── Source excerpt

Panorama of the San Marcos Foothills Preserve
Geology of the San Marcos Foothills
By Susie Bartz, Tanya Atwater and Ken Owen

Geologic Setting
The San Marcos Foothills (SMF) lies at the dramatic interface of mountain front and coastal plain, where the rocks, geologic structures, topography, and vegetation all reflect the big dynamic processes that are at work shaping our landscape. Unlike elsewhere in California, the landforms and geologic structures of this region are mostly oriented in an east-west direction. This includes the Santa Ynez Mountain ridge rising above Foothills, the exposed rock layers, the faults, coastal mesas, shoreline, the Santa Barbara Channel and the Channel Islands.

All of the rocks in this landscape are sedimentary. This means that they began as loose sediments – rocks, gravel, sand, or clays – and got carried from a high place to a low place and deposited in flat horizontal layers. Over time, the sedimentary layers got buried, compacted, and cemented into rock. Much later, those rocky layers were folded, tilted on end, pushed up high and partially eroded away, leaving the broken edges of the stronger layers sticking up as ridges. In places like the SMF, the tilted rocks were then draped with huge deposits of loose, boulder-strewn material that spread out toward the coast to form alluvial fans. In turn, the fans have been cut through by creeks bringing water from the mountain canyons to the ocean. 

How did the landscape get such a dramatic shape? The answer lies in the geologic story of our land, and how it has responded to the gigantic forces that are continually acting upon the earth……

Geologic History in a Nutshell

Our geologic story begins some 35 million years ago, and about 200 miles south of the Santa Barbara region we know today. Back then, much of present-day California was under water, and the coast ran north-south. For millions of years, sediments (gravel, sand, silt and clays) were washed off the land and deposited either on the coastal floodplain or farther out onto the continental shelf. There they accumulated in layer upon layer, eventually being compacted and cemented into rock.

Then, about 25 million years ago, a big area of ocean crust, the Pacific plate, began scraping against the continental crust. The San Andreas Fault zone developed where these huge pieces of crust grind against each other. Under all that stress, some pieces of the continental edge broke off and were dragged up the coast. One piece – ours --got snagged at one end, so was rotated more than 90 degrees until it was oriented east-west. About 5 million years ago our piece began colliding with others and its layers got wrinkled and lifted thousands of feet up out of the water, forming the mountain ridges known as the Western Transverse Ranges. The mountain backdrop of our region is one side of one wrinkle -- the Santa Ynez Mountain ridge! The rocky layers of our region are tilted toward the ocean on the flank of that wrinkle. See for animations by Tanya Atwater depicting these processes and more.

About 3 million years ago, the ice ages began in the north and our local climate turned cold and wet. Torrential rainstorms pounded the region, eroding the land away even as compression was pushing it upwards. Huge sandstone boulders broke off the cliffs and were swept out of the canyons in raging flows of muddy debris. When these debris flows reached the flat coastal plain, they came to rest, forming a series of huge alluvial fans. The West Mesa of the SMF is part of one of those fans.

────
── Records provided

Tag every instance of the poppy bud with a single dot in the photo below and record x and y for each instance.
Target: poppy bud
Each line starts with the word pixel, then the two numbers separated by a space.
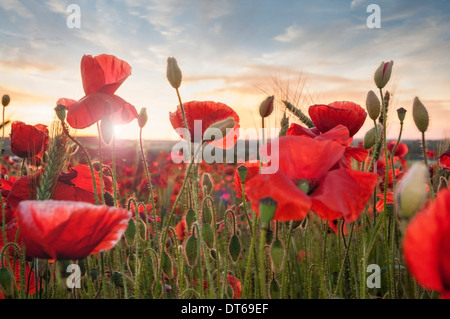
pixel 6 281
pixel 191 251
pixel 266 107
pixel 173 73
pixel 61 112
pixel 401 113
pixel 267 208
pixel 206 215
pixel 142 119
pixel 106 130
pixel 383 74
pixel 130 233
pixel 222 126
pixel 420 115
pixel 274 288
pixel 277 254
pixel 234 247
pixel 167 265
pixel 5 100
pixel 207 183
pixel 208 235
pixel 411 191
pixel 369 138
pixel 373 105
pixel 190 218
pixel 242 171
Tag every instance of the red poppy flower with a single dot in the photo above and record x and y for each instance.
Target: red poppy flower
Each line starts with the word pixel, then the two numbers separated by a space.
pixel 349 114
pixel 235 285
pixel 330 193
pixel 252 170
pixel 444 160
pixel 180 229
pixel 339 134
pixel 389 200
pixel 28 141
pixel 76 185
pixel 400 152
pixel 431 154
pixel 101 75
pixel 69 230
pixel 427 245
pixel 207 113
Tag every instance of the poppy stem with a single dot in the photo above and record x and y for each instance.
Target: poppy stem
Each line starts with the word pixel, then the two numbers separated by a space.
pixel 88 159
pixel 169 219
pixel 262 270
pixel 101 163
pixel 385 211
pixel 341 271
pixel 425 160
pixel 149 180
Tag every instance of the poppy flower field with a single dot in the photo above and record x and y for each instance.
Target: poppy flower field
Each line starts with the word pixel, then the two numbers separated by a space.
pixel 319 216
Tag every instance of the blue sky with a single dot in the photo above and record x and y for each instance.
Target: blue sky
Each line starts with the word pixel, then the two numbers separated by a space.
pixel 234 51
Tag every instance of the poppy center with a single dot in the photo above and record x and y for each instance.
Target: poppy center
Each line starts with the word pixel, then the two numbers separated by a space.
pixel 444 259
pixel 303 184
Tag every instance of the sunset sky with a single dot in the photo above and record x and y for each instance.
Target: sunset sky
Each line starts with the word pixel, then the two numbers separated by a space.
pixel 231 51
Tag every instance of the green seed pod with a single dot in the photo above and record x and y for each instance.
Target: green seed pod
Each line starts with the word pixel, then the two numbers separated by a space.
pixel 267 208
pixel 420 115
pixel 274 289
pixel 370 137
pixel 130 233
pixel 167 265
pixel 207 183
pixel 173 73
pixel 93 273
pixel 234 247
pixel 373 105
pixel 142 228
pixel 206 215
pixel 191 251
pixel 117 278
pixel 242 171
pixel 5 100
pixel 277 255
pixel 213 254
pixel 190 218
pixel 61 112
pixel 106 130
pixel 208 235
pixel 157 290
pixel 6 281
pixel 401 113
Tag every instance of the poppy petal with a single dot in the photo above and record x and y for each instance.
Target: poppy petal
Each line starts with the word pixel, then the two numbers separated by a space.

────

* **Set task 1**
In the geology text above, about how many years ago did the Pacific plate begin scraping against the continental crust?
* **Set task 2**
Extend the San Marcos Foothills geology text above past its last sentence, keeping its plain explanatory style.

* **Task result 1**
About 25 million years ago.

* **Task result 2**
Even though we may not see it on a day-to-day basis, GPS measurements and earthquakes tell us that the San Andreas deformation is ongoing in our region, and compression continues to lift the land. The high West Mesa, once near sea level, now sits about 500 feet above the shoreline. At the same time, the creeks are cutting their channels through this rising mesa, eroding it away. As long as the San Andreas action continues, our landscape will be stressed by uplift and deformation. And the ensuing erosion will continue to carve and shape the San Marcos Foothills.

Common Rock Types of the San Marcos Foothills
There are five surface geological formations that visitors to the San Marcos Foothills will encounter. These are depicted in the cross-sectional diagram and the geology maps below. Photos of the formations, together with descriptions are presented farther down the page.

Simplified Cross-sectional Diagram of SMF Rock Formations
(vertically exaggerated, not to scale)

Geology Map of the San Marcos Foothills
See detailed description of rock types below

Click on the map for a larger version

Alluvium (Qa)
  • Age: Holocene (about 11,000 years to present)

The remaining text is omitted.